## start PROVIDED RECORDS

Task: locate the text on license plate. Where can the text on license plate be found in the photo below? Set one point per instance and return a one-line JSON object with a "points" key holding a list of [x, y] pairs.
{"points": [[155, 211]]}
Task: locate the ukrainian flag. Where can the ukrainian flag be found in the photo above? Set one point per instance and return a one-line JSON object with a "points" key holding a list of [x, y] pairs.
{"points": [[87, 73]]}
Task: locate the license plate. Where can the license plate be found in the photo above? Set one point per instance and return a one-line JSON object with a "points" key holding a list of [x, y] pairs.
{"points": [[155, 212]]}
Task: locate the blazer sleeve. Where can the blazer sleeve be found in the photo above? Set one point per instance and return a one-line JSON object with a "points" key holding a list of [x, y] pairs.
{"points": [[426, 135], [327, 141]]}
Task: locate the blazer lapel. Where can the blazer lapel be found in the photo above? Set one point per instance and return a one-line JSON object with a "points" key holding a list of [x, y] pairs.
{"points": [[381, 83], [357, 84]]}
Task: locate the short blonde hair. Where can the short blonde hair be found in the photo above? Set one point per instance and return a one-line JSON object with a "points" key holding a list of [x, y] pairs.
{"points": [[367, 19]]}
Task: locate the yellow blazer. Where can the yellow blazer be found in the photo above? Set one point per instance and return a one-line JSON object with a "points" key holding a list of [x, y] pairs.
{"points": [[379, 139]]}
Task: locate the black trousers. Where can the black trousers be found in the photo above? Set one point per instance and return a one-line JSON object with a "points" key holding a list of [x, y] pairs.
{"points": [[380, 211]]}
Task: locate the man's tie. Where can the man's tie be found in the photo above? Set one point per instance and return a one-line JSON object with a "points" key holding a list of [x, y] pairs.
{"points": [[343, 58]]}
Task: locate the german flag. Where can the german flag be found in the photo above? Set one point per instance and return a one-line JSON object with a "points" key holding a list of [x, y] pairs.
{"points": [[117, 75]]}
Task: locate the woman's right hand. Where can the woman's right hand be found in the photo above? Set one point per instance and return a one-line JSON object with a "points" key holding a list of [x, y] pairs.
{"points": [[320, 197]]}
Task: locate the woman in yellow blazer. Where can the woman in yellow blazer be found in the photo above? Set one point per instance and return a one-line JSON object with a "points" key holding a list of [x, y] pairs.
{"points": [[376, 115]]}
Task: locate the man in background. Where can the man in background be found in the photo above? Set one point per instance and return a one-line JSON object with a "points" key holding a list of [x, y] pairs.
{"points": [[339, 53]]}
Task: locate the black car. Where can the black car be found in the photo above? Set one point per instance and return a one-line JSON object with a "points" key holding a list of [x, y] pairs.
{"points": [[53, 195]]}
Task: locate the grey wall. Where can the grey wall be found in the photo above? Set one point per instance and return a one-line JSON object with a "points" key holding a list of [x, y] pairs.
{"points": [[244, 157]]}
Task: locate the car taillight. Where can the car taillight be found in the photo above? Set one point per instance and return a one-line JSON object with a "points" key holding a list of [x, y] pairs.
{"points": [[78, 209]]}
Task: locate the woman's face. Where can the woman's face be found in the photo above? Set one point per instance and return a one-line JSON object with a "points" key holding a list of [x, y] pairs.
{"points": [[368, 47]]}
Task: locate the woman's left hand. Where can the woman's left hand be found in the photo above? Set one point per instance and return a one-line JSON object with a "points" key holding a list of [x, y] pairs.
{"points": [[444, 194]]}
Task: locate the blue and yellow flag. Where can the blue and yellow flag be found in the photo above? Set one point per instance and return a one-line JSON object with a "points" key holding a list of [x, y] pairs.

## end PROVIDED RECORDS

- **TASK REQUIREMENTS**: Above are the records; copy exactly the lines from the one with "Task: locate the car" through the final line.

- **EXERCISE OUTPUT**:
Task: locate the car taillight. Where can the car taillight be found in the photo above? Set one point per instance and return a one-line JSON object with a "points" key holding a list of [x, y] pairs.
{"points": [[78, 209]]}
Task: locate the woman's face. Where can the woman's face be found in the photo above? Set one point per instance and return a one-line JSON object with a "points" key holding a list of [x, y] pairs.
{"points": [[368, 47]]}
Task: locate the woman's left hand. Where can the woman's left hand be found in the photo above? Set one point per instance and return a one-line JSON object with a "points" key holding a list of [x, y] pairs.
{"points": [[444, 194]]}
Task: locate the blue and yellow flag. Where can the blue and yellow flag be found in the photo above? Set one point per instance and return a one-line JSON object with a "points" key holding a list of [x, y] pairs.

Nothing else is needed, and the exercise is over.